━━━━━ 데이터 목록
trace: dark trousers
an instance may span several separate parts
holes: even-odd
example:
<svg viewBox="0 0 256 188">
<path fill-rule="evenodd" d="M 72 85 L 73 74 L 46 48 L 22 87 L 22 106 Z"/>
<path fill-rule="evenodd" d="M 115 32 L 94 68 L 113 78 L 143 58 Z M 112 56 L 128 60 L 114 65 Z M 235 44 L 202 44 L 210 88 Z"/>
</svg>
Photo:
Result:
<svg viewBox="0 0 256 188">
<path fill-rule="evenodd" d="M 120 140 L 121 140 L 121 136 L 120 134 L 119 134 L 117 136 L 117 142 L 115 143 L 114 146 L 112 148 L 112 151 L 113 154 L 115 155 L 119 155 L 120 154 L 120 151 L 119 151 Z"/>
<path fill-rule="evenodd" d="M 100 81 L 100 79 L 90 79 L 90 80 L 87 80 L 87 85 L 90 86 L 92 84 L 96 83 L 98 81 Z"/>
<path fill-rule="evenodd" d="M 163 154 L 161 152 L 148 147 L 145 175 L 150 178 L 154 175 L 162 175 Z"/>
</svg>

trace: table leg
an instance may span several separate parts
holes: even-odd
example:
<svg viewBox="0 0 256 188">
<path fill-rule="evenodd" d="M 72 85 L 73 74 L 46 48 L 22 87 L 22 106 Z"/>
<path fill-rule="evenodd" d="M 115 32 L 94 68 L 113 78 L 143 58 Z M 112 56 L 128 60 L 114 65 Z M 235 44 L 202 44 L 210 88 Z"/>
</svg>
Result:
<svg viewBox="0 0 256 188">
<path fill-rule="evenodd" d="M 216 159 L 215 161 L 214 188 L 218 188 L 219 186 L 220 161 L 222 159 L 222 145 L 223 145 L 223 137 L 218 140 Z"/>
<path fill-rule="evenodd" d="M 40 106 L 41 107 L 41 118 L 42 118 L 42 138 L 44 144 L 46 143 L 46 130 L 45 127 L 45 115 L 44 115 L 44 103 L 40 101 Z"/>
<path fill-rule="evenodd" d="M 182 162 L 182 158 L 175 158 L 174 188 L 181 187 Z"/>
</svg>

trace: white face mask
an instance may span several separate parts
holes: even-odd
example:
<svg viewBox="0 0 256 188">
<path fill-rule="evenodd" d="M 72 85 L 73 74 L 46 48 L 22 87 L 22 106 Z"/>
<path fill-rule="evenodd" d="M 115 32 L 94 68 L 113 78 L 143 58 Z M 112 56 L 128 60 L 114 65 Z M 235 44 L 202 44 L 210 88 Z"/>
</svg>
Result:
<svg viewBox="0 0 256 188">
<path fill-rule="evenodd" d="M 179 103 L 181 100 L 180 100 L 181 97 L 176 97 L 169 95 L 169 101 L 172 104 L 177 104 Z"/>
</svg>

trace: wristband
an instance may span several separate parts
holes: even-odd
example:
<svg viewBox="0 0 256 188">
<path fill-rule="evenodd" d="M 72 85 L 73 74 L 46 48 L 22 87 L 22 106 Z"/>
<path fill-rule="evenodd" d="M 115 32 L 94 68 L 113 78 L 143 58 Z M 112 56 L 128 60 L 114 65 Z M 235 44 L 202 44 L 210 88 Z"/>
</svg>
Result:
━━━━━━━━━━
과제 문제 ▸
위 목록을 처음부터 끝까지 한 글자도 바꾸지 말고 그대로 다시 옮겨 적으세요.

과제 결과 ▸
trace: dark trousers
an instance may span several separate parts
holes: even-odd
example:
<svg viewBox="0 0 256 188">
<path fill-rule="evenodd" d="M 72 85 L 73 74 L 46 48 L 22 87 L 22 106 Z"/>
<path fill-rule="evenodd" d="M 115 32 L 94 68 L 113 78 L 143 58 Z M 112 56 L 128 60 L 114 65 Z M 235 44 L 202 44 L 210 88 Z"/>
</svg>
Photo:
Result:
<svg viewBox="0 0 256 188">
<path fill-rule="evenodd" d="M 120 140 L 121 140 L 121 136 L 120 134 L 119 134 L 117 136 L 117 142 L 115 143 L 114 146 L 112 148 L 112 151 L 113 154 L 115 155 L 119 155 L 120 154 L 120 151 L 119 151 Z"/>
<path fill-rule="evenodd" d="M 100 81 L 100 79 L 90 79 L 90 80 L 87 80 L 87 85 L 90 86 L 92 84 L 96 83 L 98 81 Z"/>
<path fill-rule="evenodd" d="M 163 154 L 161 152 L 148 147 L 145 175 L 150 178 L 154 175 L 162 175 Z"/>
</svg>

trace: table leg
an instance may span several separate parts
holes: even-odd
example:
<svg viewBox="0 0 256 188">
<path fill-rule="evenodd" d="M 72 85 L 73 74 L 46 48 L 22 87 L 22 106 Z"/>
<path fill-rule="evenodd" d="M 115 32 L 94 68 L 113 78 L 143 58 Z M 112 56 L 128 60 L 114 65 Z M 235 44 L 202 44 L 210 88 Z"/>
</svg>
Result:
<svg viewBox="0 0 256 188">
<path fill-rule="evenodd" d="M 216 159 L 215 161 L 214 188 L 218 188 L 219 186 L 220 161 L 222 159 L 222 145 L 223 145 L 223 137 L 218 140 Z"/>
<path fill-rule="evenodd" d="M 40 106 L 41 107 L 41 118 L 42 118 L 42 138 L 44 144 L 46 143 L 46 130 L 45 127 L 45 115 L 44 115 L 44 103 L 40 101 Z"/>
<path fill-rule="evenodd" d="M 182 162 L 182 158 L 175 158 L 174 188 L 181 187 Z"/>
</svg>

trace: white face mask
an instance may span several separate parts
holes: even-odd
example:
<svg viewBox="0 0 256 188">
<path fill-rule="evenodd" d="M 72 85 L 73 74 L 46 48 L 22 87 L 22 106 Z"/>
<path fill-rule="evenodd" d="M 115 32 L 94 68 L 113 78 L 143 58 Z M 112 56 L 128 60 L 114 65 Z M 235 44 L 202 44 L 210 88 Z"/>
</svg>
Result:
<svg viewBox="0 0 256 188">
<path fill-rule="evenodd" d="M 179 103 L 181 100 L 180 100 L 181 97 L 176 97 L 169 95 L 169 101 L 172 104 L 177 104 Z"/>
</svg>

trace: wristband
an instance may span several separate parts
holes: even-odd
example:
<svg viewBox="0 0 256 188">
<path fill-rule="evenodd" d="M 72 85 L 73 74 L 46 48 L 22 87 L 22 106 Z"/>
<path fill-rule="evenodd" d="M 115 32 L 94 68 L 113 78 L 143 58 Z M 112 56 L 128 60 L 114 65 Z M 235 44 L 202 44 L 210 88 Z"/>
</svg>
Result:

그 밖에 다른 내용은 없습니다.